TASK REQUIREMENTS:
Repeat each entry word for word. Leave any images out of the copy.

[Point localization data]

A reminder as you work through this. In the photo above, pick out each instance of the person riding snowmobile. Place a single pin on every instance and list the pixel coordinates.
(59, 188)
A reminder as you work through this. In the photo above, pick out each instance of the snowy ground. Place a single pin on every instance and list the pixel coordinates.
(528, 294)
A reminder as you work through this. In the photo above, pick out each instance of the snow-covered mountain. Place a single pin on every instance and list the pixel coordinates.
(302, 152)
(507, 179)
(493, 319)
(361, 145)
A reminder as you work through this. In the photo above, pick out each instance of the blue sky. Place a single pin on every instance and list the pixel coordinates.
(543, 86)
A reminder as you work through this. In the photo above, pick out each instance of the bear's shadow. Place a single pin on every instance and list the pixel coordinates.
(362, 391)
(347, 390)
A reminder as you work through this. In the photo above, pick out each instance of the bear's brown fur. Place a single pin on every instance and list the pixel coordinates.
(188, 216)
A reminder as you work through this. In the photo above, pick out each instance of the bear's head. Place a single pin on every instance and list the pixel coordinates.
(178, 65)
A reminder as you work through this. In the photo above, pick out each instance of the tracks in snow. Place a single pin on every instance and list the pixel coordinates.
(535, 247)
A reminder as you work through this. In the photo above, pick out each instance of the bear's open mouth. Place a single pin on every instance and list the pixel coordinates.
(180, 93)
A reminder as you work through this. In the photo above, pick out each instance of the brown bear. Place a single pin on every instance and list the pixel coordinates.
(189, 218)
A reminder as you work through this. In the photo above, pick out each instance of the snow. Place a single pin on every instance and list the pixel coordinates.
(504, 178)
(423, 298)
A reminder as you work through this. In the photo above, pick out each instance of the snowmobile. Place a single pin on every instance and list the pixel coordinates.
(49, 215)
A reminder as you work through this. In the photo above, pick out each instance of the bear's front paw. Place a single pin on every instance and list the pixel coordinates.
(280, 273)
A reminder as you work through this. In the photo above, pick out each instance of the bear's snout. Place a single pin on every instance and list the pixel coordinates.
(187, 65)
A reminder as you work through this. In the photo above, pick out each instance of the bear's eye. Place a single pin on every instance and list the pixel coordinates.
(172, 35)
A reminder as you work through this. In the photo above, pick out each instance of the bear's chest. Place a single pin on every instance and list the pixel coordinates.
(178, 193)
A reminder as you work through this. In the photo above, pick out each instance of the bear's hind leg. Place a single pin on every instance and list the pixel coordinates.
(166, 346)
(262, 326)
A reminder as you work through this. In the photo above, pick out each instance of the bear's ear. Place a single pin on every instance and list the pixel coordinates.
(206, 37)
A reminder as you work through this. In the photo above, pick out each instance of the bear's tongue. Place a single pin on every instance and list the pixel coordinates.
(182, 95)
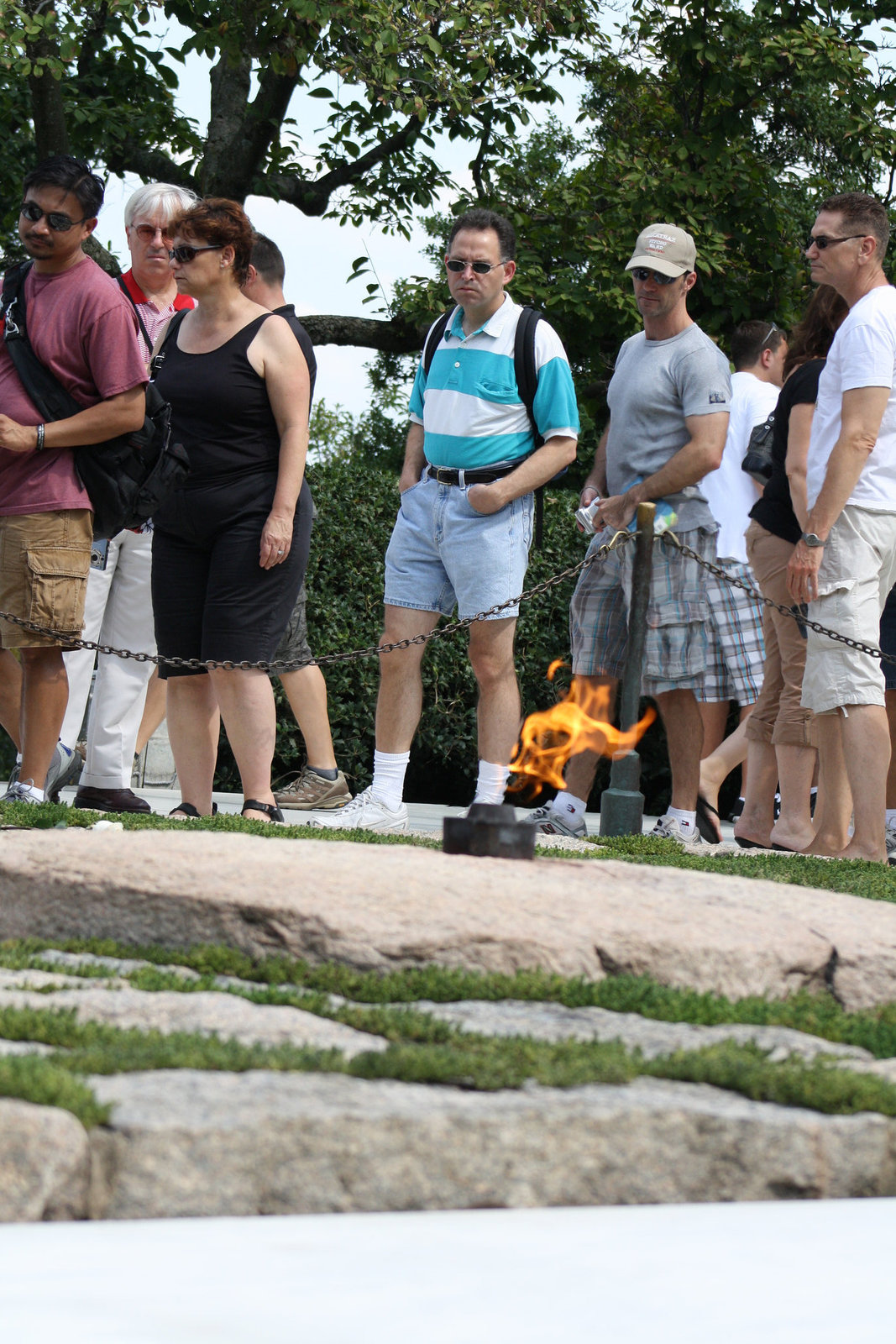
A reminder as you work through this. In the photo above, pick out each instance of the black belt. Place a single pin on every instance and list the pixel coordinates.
(452, 476)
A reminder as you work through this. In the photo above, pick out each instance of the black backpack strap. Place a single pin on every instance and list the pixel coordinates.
(527, 383)
(159, 360)
(436, 333)
(50, 398)
(527, 378)
(134, 304)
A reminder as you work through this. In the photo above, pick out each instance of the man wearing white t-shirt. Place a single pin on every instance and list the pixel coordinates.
(736, 649)
(846, 562)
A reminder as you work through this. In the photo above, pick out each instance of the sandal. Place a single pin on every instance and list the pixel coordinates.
(270, 810)
(187, 812)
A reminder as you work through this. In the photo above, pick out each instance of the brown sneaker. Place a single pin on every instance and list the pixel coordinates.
(311, 790)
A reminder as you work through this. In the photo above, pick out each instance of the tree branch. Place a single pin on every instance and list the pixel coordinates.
(312, 198)
(396, 338)
(149, 165)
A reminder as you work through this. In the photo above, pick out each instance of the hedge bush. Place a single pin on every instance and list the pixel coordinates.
(356, 504)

EXERCISE OUTPUT:
A reminder as you work through this. In the photo above, pick out each instance of the person riding snowmobile. Place a single pin on every instance and list the pixel coordinates.
(59, 188)
A reminder as you work through this. In the photo above, pick out each instance of the snowy ground. Place a single pin on every instance and list the pixel coordinates.
(528, 294)
A reminder as you work through this. In the photo above, pick out each instance of the snow-covered mountain. Place a single pin on every instance and list the pixel coordinates.
(302, 152)
(507, 179)
(493, 319)
(361, 145)
A reminder as you work through this. In the photo above, pick out each instance of the blue sky. Place a single pin on every instance and list the pixel coordinates.
(543, 86)
A reminder as you work through this. In the photo above, pick out each instance of the bear's shadow. Place a single pin on every instance and list the pixel coordinates.
(362, 391)
(347, 390)
A reminder as you work through this. In the photo above, pick out each instance of the bear's brown fur. Place a single pin on every instance and list the pixel coordinates.
(188, 216)
A reminder as you work through this. In the photo above, pick out each instance of the bear's head. Place a single pin on every instance and list the pixel coordinates.
(178, 65)
A reminder as you work through this. In the photo above, pick out each instance of the tracks in snow. Place a single pin on every instance and list the pixel coordinates.
(535, 247)
A reminder as you work through this. In the photo above, pick out each instance of the bear's open mouth. Place a single pin on every instance and list the pixel coordinates.
(180, 93)
A reminder as you work through this. In the photo above, pick out each instance of the brown bear. Place a single pin on every instance and list the pixel coordinates.
(189, 218)
A reminder as you work through this. In the photo above, pick out each instance of the snow. Place a single pin on every instance and list the pixel coordinates.
(504, 178)
(423, 298)
A reminder as you work through this. In the photo above, pick out each instance of the snowmobile. Place a single pin on every instance and list the pixel coordinates.
(49, 215)
A reminder as you work through this. In the photo above, pick out each instance of the bear's front paw. Place a single pin on every instance and list the pixel coordinates.
(280, 273)
A reminder as you work through this. In the photo above, pick out each instance of the bear's snout. Place a single pin on every instance and list the pixel coordinates.
(187, 65)
A reminder as you work through this. In the photo above, pick out each instance of the bear's eye. Place a single pin on every instance and list the pixel coordinates.
(172, 35)
A reminder as you work through this. In the photo above, pick out each instance of the bear's chest. Place a single pin on every instance and list the pixel coordinates.
(178, 193)
A reminder as you work through this. In the photo above, pick out each instance of the bear's hind leg. Place a single pin on every instance and list the pixel coordinates.
(166, 346)
(262, 326)
A reminder as you work through this. In the photo above, pick out each instance of the bear's ear. Place a single pin on every instance and list the pixel coordinates.
(206, 37)
A reminder as you work through this. In the photo above, pick out each instance of the bear's tongue. Place a single pin on every instance and list the pixel coordinates.
(182, 95)
A reminder as you work through this. In the photo above, pick out each instance of the black belt. Place a single pin on every instance and list the pixel coordinates.
(452, 476)
A reminder as you work through this. In the photo above, pick out each instance of the black backpack strap. Place a single pin on every instance and list the pixel coordinates.
(527, 383)
(159, 360)
(436, 333)
(50, 398)
(527, 378)
(134, 304)
A reminder as you work through this. In the photo above, pick out each instance of the man wearing white t-shirt. Place a single pin on every instance and list the pixel coordinates.
(736, 649)
(846, 562)
A reminder as you work through this. In the photo above, pick out each instance of the sandal. Place a single pin on every instance and list the pixel coordinates.
(270, 810)
(187, 812)
A reminder as you work through this. In the photo above, pick out each instance of the brown sneaker. Place a single pin on every instance and list the pixel coordinates.
(311, 790)
A reminder as you work through this. In the photo above, pick out each instance of the tree branch. Place a single pin on every instance and list the pixel coordinates.
(312, 198)
(396, 338)
(149, 165)
A reminder as you work through this. In the photo above, pick out each instance of the hedge bush. Place a single pin on every instance and list the pixel coordinates.
(356, 504)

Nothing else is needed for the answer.